- Written exercise:
Could you write out every one of the lines below word for word, leaving the pictures out of your answer?

Entries for segmentation labeling
··········

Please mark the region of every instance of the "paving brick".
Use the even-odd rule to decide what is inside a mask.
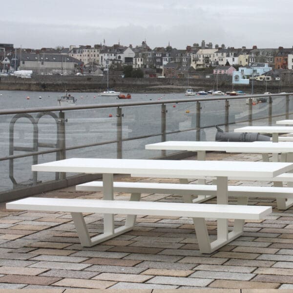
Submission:
[[[152,290],[140,289],[129,291],[121,289],[118,291],[118,289],[99,289],[99,291],[96,292],[97,293],[118,293],[118,292],[119,293],[152,293]],[[82,291],[81,289],[66,289],[63,293],[93,293],[93,290],[92,289],[82,289]]]
[[[279,283],[263,283],[262,282],[249,282],[248,281],[235,281],[231,280],[216,280],[209,287],[216,288],[245,289],[276,289]]]
[[[254,252],[255,253],[268,253],[273,254],[276,253],[279,250],[276,248],[266,248],[264,247],[247,247],[237,246],[233,250],[233,252]]]
[[[55,283],[53,285],[54,286],[61,286],[66,287],[105,289],[114,285],[115,283],[115,282],[110,282],[109,281],[66,278]]]
[[[143,252],[144,253],[155,254],[161,251],[162,248],[154,248],[151,247],[137,247],[134,246],[115,246],[108,250],[109,251],[130,252],[139,253]]]
[[[151,279],[149,281],[147,281],[146,283],[177,286],[206,287],[213,281],[212,279],[157,276]]]
[[[30,253],[32,254],[48,254],[50,255],[69,255],[76,252],[75,250],[66,250],[61,249],[36,249]]]
[[[47,271],[47,269],[23,268],[22,267],[0,267],[0,273],[4,274],[25,275],[36,276]]]
[[[268,260],[252,260],[245,259],[230,259],[225,263],[227,266],[243,266],[244,267],[269,267],[275,263],[274,261]]]
[[[82,256],[84,257],[103,257],[105,258],[122,258],[129,253],[124,252],[115,252],[99,251],[77,251],[72,253],[71,256]]]
[[[293,248],[293,246],[292,246],[292,248]],[[293,250],[281,249],[277,252],[277,254],[286,254],[286,255],[293,255]]]
[[[142,273],[142,274],[156,276],[169,276],[171,277],[187,277],[194,271],[183,270],[167,270],[166,269],[149,269]]]
[[[50,270],[41,274],[40,276],[46,277],[58,277],[59,278],[75,278],[77,279],[91,279],[96,276],[98,272],[85,272],[84,271],[73,271],[69,270]]]
[[[134,268],[133,267],[124,267],[122,266],[102,266],[94,265],[84,269],[84,271],[101,272],[139,274],[142,272],[146,271],[146,268]]]
[[[132,253],[126,256],[125,259],[133,259],[135,260],[153,260],[175,262],[178,261],[182,256],[172,255],[159,255],[159,254],[142,254],[140,253]]]
[[[259,268],[253,272],[253,273],[261,274],[293,276],[293,269],[281,269],[280,268]]]
[[[259,254],[233,252],[231,251],[220,251],[215,253],[213,257],[226,257],[228,258],[240,258],[241,259],[255,259]]]
[[[238,238],[238,239],[239,238]],[[257,242],[256,241],[241,241],[234,240],[228,243],[227,245],[235,245],[238,246],[249,246],[251,247],[268,247],[272,243],[271,242]]]
[[[164,289],[166,290],[168,289],[176,289],[178,288],[178,286],[172,286],[172,285],[158,285],[156,284],[139,284],[139,289]],[[127,292],[125,292],[125,293],[132,293],[132,291],[129,291],[129,290],[134,289],[134,293],[140,293],[139,291],[137,290],[137,283],[127,283],[124,282],[120,282],[119,283],[112,286],[110,287],[110,289],[119,289],[119,290],[121,289],[127,289]],[[110,289],[108,289],[110,290]],[[120,291],[119,291],[120,292]],[[162,293],[164,293],[164,291],[162,291]],[[114,292],[113,292],[114,293]],[[116,293],[116,292],[115,292]]]
[[[28,254],[29,255],[29,254]],[[32,255],[32,256],[33,256]],[[48,255],[43,254],[32,257],[31,260],[44,261],[58,261],[69,263],[80,263],[88,259],[87,257],[78,257],[75,256],[66,256],[63,255]]]
[[[92,280],[105,280],[115,282],[132,282],[145,283],[153,277],[153,275],[134,274],[130,273],[116,273],[103,272],[92,278]]]
[[[266,254],[260,255],[257,259],[265,260],[274,260],[276,261],[291,261],[293,262],[293,255],[283,255],[282,254]]]
[[[275,263],[272,268],[283,268],[285,269],[293,269],[293,262],[289,261],[278,261]]]
[[[143,236],[139,236],[133,240],[135,241],[142,241],[143,242],[164,242],[177,243],[180,242],[184,240],[184,238],[173,237],[145,237]]]
[[[292,284],[283,284],[280,286],[279,289],[282,289],[282,293],[283,292],[284,293],[291,293],[292,292],[292,289],[293,289],[293,285]],[[285,289],[288,289],[290,291],[285,290]]]
[[[183,249],[183,246],[184,244],[183,243],[166,243],[166,242],[143,242],[143,241],[136,241],[133,242],[132,244],[130,244],[129,246],[131,247],[149,247],[149,248],[164,248],[168,249],[172,248],[173,249],[176,249],[178,248]],[[192,245],[193,246],[194,244]]]
[[[90,266],[89,264],[78,264],[54,261],[39,261],[29,266],[30,268],[43,268],[56,270],[72,270],[80,271]]]
[[[191,264],[207,264],[210,265],[222,265],[228,260],[228,258],[211,258],[200,256],[186,256],[179,261],[180,263]]]
[[[199,265],[194,269],[196,271],[208,271],[216,272],[251,272],[256,269],[256,267],[244,267],[241,263],[238,266],[227,266],[218,265]],[[253,273],[254,272],[253,272]]]
[[[258,274],[253,281],[258,282],[279,282],[293,284],[293,278],[280,275]]]
[[[21,289],[25,287],[26,286],[26,284],[9,284],[8,283],[0,283],[0,292],[1,293],[8,293],[17,292],[16,290],[12,291],[7,291],[6,290],[11,289]],[[25,292],[25,291],[24,291]]]
[[[54,278],[53,277],[39,277],[39,276],[8,274],[0,277],[0,283],[48,285],[51,285],[59,280],[60,280],[60,278]]]
[[[141,260],[131,259],[120,259],[119,258],[103,258],[102,257],[94,257],[90,258],[84,261],[84,264],[93,265],[102,265],[108,266],[122,266],[132,267],[141,262]]]
[[[144,261],[138,264],[136,267],[148,269],[161,269],[166,270],[189,270],[193,269],[196,264],[181,264],[179,263],[166,263],[162,261]]]
[[[46,242],[44,241],[39,241],[30,244],[31,247],[39,247],[40,248],[56,248],[57,249],[62,249],[65,247],[69,246],[68,243],[61,243],[60,242]]]
[[[209,272],[208,276],[211,279],[223,279],[225,280],[238,280],[239,281],[249,281],[255,275],[254,273],[241,272]],[[197,271],[189,276],[191,278],[207,277],[206,271]]]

··········

- Full output:
Please mark the region of every instance of the "paving brick".
Use the even-odd rule to decide what is inside a mask.
Submission:
[[[152,290],[140,289],[129,291],[121,289],[118,291],[118,289],[99,289],[99,291],[96,292],[97,293],[118,293],[118,292],[119,293],[152,293]],[[82,291],[81,289],[66,289],[63,293],[93,293],[93,290],[92,289],[82,289]]]
[[[279,283],[263,283],[262,282],[249,282],[248,281],[235,281],[231,280],[216,280],[209,287],[216,288],[245,289],[276,289]]]
[[[254,252],[255,253],[268,253],[273,254],[276,253],[279,250],[276,248],[266,248],[264,247],[247,247],[237,246],[233,250],[233,252]]]
[[[55,283],[53,285],[54,286],[61,286],[66,287],[105,289],[114,285],[115,283],[115,282],[110,282],[109,281],[66,278]]]
[[[143,252],[144,253],[155,254],[161,251],[162,248],[154,248],[151,247],[137,247],[134,246],[115,246],[108,250],[109,251],[130,252],[139,253]]]
[[[151,279],[149,281],[147,281],[146,283],[177,286],[206,287],[213,281],[212,279],[157,276]]]
[[[30,253],[32,254],[48,254],[50,255],[69,255],[76,252],[75,250],[66,250],[61,249],[36,249]]]
[[[47,271],[47,269],[23,268],[22,267],[0,267],[0,273],[4,274],[25,275],[36,276]]]
[[[268,260],[252,260],[245,259],[230,259],[225,263],[227,266],[243,266],[244,267],[269,267],[275,263],[274,261]]]
[[[82,256],[84,257],[103,257],[105,258],[122,258],[129,253],[124,252],[115,252],[99,251],[77,251],[72,253],[71,256]]]
[[[293,248],[293,246],[292,246],[292,248]],[[293,250],[281,249],[277,252],[277,254],[286,254],[286,255],[293,255]]]
[[[142,273],[142,274],[156,276],[169,276],[171,277],[187,277],[194,271],[183,270],[167,270],[166,269],[149,269]]]
[[[50,270],[41,274],[40,276],[46,277],[58,277],[59,278],[75,278],[77,279],[91,279],[96,276],[98,272],[85,272],[84,271],[73,271],[69,270]]]
[[[134,268],[133,267],[124,267],[122,266],[102,266],[94,265],[84,269],[84,271],[101,272],[139,274],[142,272],[146,271],[146,268]]]
[[[132,253],[126,256],[125,259],[133,259],[135,260],[153,260],[175,262],[178,261],[182,256],[172,255],[159,255],[159,254],[142,254],[140,253]]]
[[[259,268],[253,272],[253,273],[261,274],[293,276],[293,269],[281,269],[280,268]]]
[[[259,254],[233,252],[231,251],[220,251],[215,253],[213,257],[226,257],[228,258],[240,258],[241,259],[255,259]]]
[[[238,238],[238,239],[239,238]],[[257,242],[256,241],[241,241],[234,240],[228,243],[227,245],[235,245],[238,246],[249,246],[251,247],[268,247],[272,243],[271,242]]]
[[[164,289],[166,290],[168,289],[176,289],[178,288],[178,286],[172,286],[172,285],[158,285],[156,284],[139,284],[139,289]],[[127,292],[125,292],[125,293],[132,293],[132,291],[129,291],[129,290],[134,289],[134,293],[140,293],[139,291],[137,290],[137,283],[127,283],[124,282],[120,282],[119,283],[112,286],[110,287],[110,289],[119,289],[119,290],[121,289],[127,289]],[[110,289],[108,289],[110,290]],[[120,291],[119,291],[120,292]],[[162,293],[164,293],[164,291],[162,291]],[[114,292],[113,292],[114,293]],[[116,293],[116,292],[115,292]]]
[[[28,254],[29,255],[29,254]],[[32,255],[32,256],[33,256]],[[48,255],[43,254],[32,257],[31,260],[44,261],[58,261],[69,263],[80,263],[88,259],[87,257],[78,257],[75,256],[66,256],[63,255]]]
[[[92,280],[105,280],[115,282],[132,282],[145,283],[153,277],[153,275],[134,274],[130,273],[116,273],[103,272],[92,278]]]
[[[266,254],[260,255],[257,259],[265,260],[274,260],[276,261],[291,261],[293,262],[293,255],[283,255],[282,254]]]
[[[275,263],[272,268],[283,268],[285,269],[293,269],[293,262],[289,261],[278,261]]]
[[[143,236],[139,236],[133,240],[135,241],[142,241],[143,242],[164,242],[177,243],[180,242],[184,240],[184,238],[173,237],[145,237]]]
[[[292,284],[283,284],[280,286],[279,289],[282,289],[282,293],[283,292],[284,293],[291,293],[292,292],[292,289],[293,289],[293,285]],[[285,289],[288,289],[290,291],[285,290]]]
[[[183,249],[183,246],[184,244],[183,243],[166,243],[166,242],[143,242],[143,241],[136,241],[133,242],[132,244],[130,244],[129,246],[131,247],[149,247],[149,248],[164,248],[168,249],[172,248],[173,249],[176,249],[178,248]],[[192,245],[193,246],[194,244]]]
[[[90,266],[89,264],[78,264],[54,261],[39,261],[29,266],[30,268],[43,268],[56,270],[72,270],[80,271]]]
[[[191,264],[207,264],[210,265],[222,265],[228,260],[228,258],[211,258],[200,256],[186,256],[179,261],[180,263]]]
[[[199,265],[194,269],[196,271],[208,271],[216,272],[251,272],[256,269],[256,267],[244,267],[241,263],[238,266],[227,266],[218,265]],[[253,273],[254,272],[253,272]]]
[[[258,274],[253,281],[258,282],[279,282],[293,284],[293,278],[280,275]]]
[[[21,289],[25,287],[26,286],[26,284],[9,284],[8,283],[0,283],[0,292],[1,293],[8,293],[17,292],[16,290],[12,291],[7,291],[6,290],[11,289]],[[25,292],[25,291],[24,291]]]
[[[54,278],[53,277],[39,277],[39,276],[8,274],[0,277],[0,283],[48,285],[51,285],[59,280],[60,280],[60,278]]]
[[[141,260],[131,259],[120,259],[119,258],[103,258],[102,257],[94,257],[90,258],[84,261],[84,264],[93,265],[102,265],[108,266],[122,266],[132,267],[141,262]]]
[[[144,261],[138,264],[136,267],[148,269],[161,269],[166,270],[189,270],[193,269],[196,264],[181,264],[179,263],[166,263],[162,261]]]
[[[46,242],[44,241],[39,241],[30,244],[31,247],[39,247],[40,248],[56,248],[57,249],[62,249],[65,247],[69,246],[68,243],[61,243],[60,242]]]
[[[209,272],[208,276],[211,279],[223,279],[225,280],[238,280],[239,281],[249,281],[255,275],[254,273],[241,272]],[[197,271],[189,276],[191,278],[207,277],[206,271]]]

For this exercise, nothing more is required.